**EXERCISE DETAILS**. Pictures must be left out. Retype exactly the lines from the one containing "indicate the metal bleacher" through the last line of the records below.

++++ SOURCE RECORDS ++++

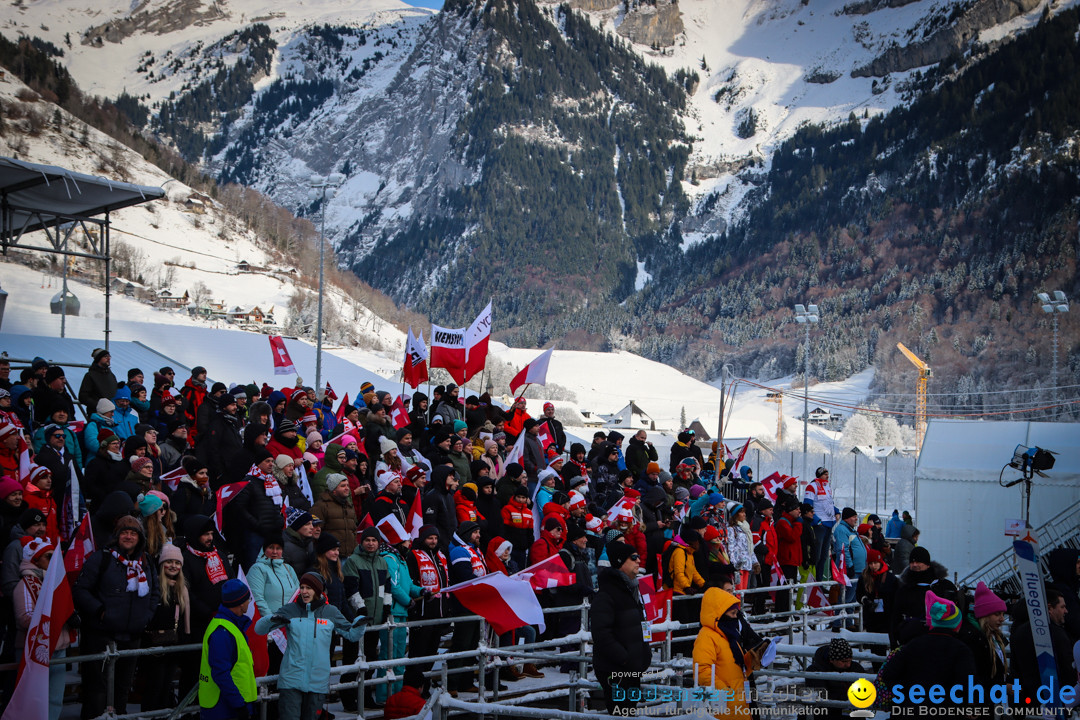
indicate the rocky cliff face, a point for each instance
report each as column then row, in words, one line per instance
column 656, row 26
column 948, row 40
column 169, row 17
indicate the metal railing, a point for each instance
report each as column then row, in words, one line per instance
column 489, row 656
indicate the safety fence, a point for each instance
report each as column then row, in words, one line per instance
column 664, row 674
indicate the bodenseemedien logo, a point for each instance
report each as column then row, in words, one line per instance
column 862, row 693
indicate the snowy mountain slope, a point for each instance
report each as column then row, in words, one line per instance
column 146, row 34
column 175, row 245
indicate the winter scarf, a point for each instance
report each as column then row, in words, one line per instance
column 136, row 574
column 269, row 484
column 215, row 569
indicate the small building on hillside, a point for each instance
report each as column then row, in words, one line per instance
column 630, row 418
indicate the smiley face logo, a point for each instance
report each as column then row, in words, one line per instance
column 862, row 693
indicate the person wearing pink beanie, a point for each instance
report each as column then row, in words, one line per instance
column 988, row 644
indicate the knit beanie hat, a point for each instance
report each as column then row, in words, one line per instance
column 233, row 593
column 171, row 552
column 312, row 581
column 325, row 543
column 986, row 601
column 619, row 553
column 8, row 486
column 942, row 613
column 149, row 504
column 335, row 479
column 838, row 649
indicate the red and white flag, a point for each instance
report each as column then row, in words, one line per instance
column 817, row 598
column 282, row 363
column 548, row 573
column 840, row 571
column 448, row 351
column 339, row 416
column 226, row 494
column 742, row 453
column 534, row 374
column 397, row 413
column 415, row 519
column 476, row 338
column 82, row 545
column 391, row 530
column 172, row 478
column 260, row 655
column 544, row 435
column 416, row 361
column 53, row 608
column 503, row 601
column 772, row 486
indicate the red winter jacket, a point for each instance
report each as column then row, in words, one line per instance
column 790, row 541
column 403, row 704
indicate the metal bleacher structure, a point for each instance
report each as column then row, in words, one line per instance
column 999, row 572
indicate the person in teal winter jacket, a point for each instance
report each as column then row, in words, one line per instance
column 403, row 591
column 311, row 622
column 125, row 417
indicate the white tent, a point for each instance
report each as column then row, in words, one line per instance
column 960, row 506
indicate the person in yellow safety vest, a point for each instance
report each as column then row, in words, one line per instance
column 227, row 674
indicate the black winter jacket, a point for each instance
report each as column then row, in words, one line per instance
column 616, row 615
column 102, row 597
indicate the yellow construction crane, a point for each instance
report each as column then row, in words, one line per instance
column 920, row 395
column 772, row 396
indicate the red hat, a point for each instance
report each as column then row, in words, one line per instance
column 875, row 556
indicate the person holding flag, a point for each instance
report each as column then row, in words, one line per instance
column 117, row 594
column 227, row 670
column 37, row 555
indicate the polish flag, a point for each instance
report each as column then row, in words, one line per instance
column 504, row 601
column 172, row 478
column 329, row 394
column 339, row 416
column 397, row 415
column 548, row 573
column 391, row 530
column 817, row 598
column 448, row 351
column 282, row 363
column 225, row 494
column 534, row 374
column 53, row 608
column 260, row 655
column 772, row 486
column 656, row 602
column 476, row 338
column 840, row 571
column 415, row 519
column 544, row 436
column 416, row 361
column 82, row 545
column 742, row 453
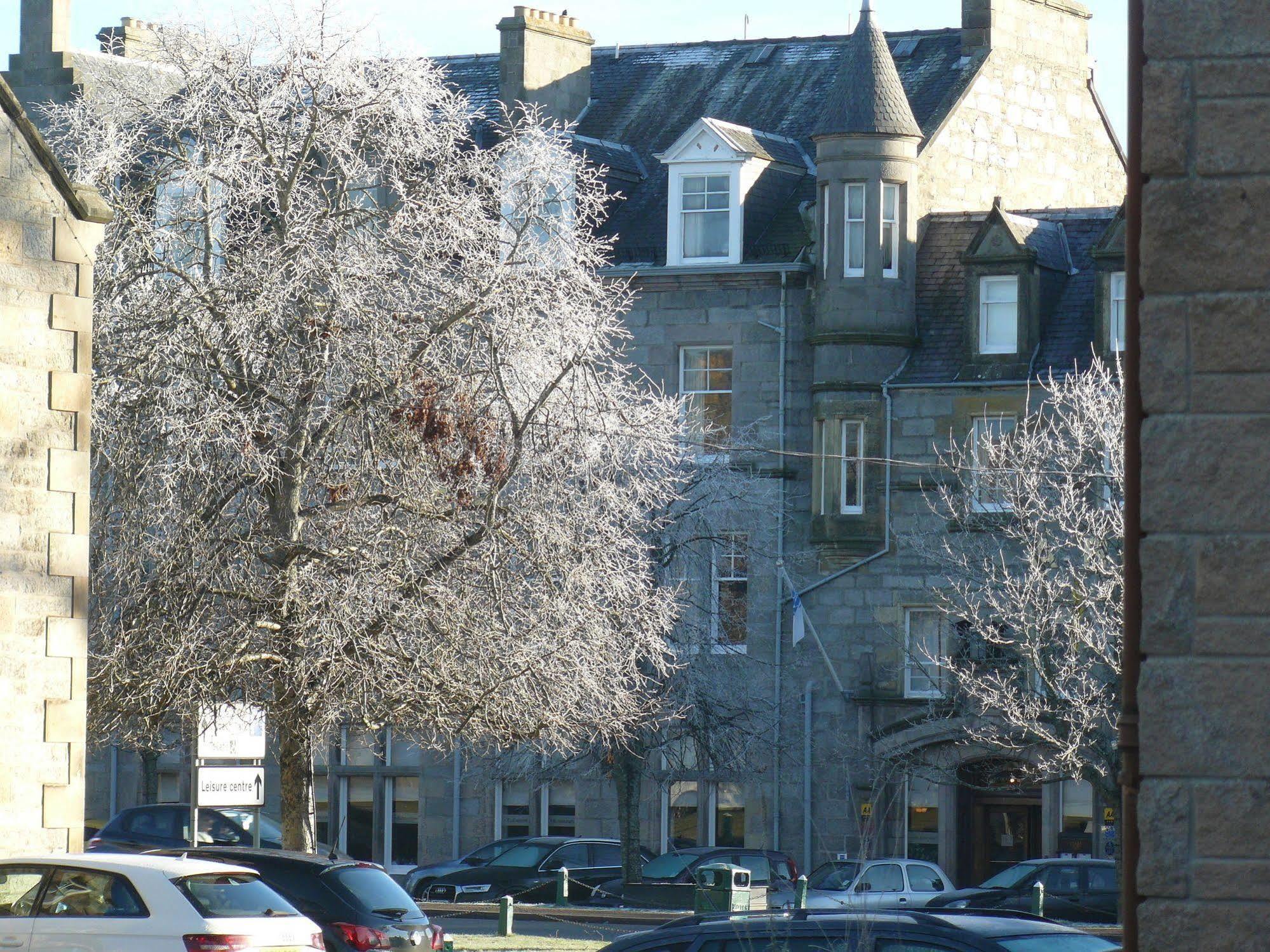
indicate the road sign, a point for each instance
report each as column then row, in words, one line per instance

++++

**TASK RESPONSE**.
indicate the metal bleacher structure, a point for each instance
report each as column then row, in words, one line per instance
column 999, row 572
indicate the person in teal winter jacket, a point for each instance
report each as column then row, in words, one line per instance
column 403, row 591
column 311, row 622
column 125, row 417
indicate the white tent, a point for each instance
report each as column then row, in words, one line per instance
column 960, row 506
indicate the person in yellow safety vest, a point for each instance
report each as column then row, in words, one line per instance
column 227, row 674
indicate the black winter jacket, a point for each instance
report each as column then row, in words, one line per instance
column 616, row 615
column 102, row 597
indicate the yellow construction crane, a point for each instance
report each as column then row, in words, one line per instance
column 920, row 395
column 772, row 396
indicate the red hat, a point for each instance
report each as column then row, in words, one line per instance
column 875, row 556
indicate the person holding flag, a point for each instance
report each as column then row, in words, one line per instance
column 117, row 594
column 227, row 670
column 37, row 555
indicate the polish flag, a point for each instance
report each as column then row, in words, one line per instance
column 504, row 601
column 172, row 478
column 329, row 394
column 339, row 416
column 397, row 415
column 548, row 573
column 391, row 530
column 817, row 598
column 448, row 351
column 282, row 363
column 225, row 494
column 534, row 374
column 53, row 608
column 260, row 655
column 772, row 486
column 656, row 602
column 476, row 338
column 840, row 571
column 415, row 519
column 544, row 436
column 416, row 361
column 82, row 545
column 742, row 453
indicate the road sign, a point for each instance
report each as column then row, in words, one line per instance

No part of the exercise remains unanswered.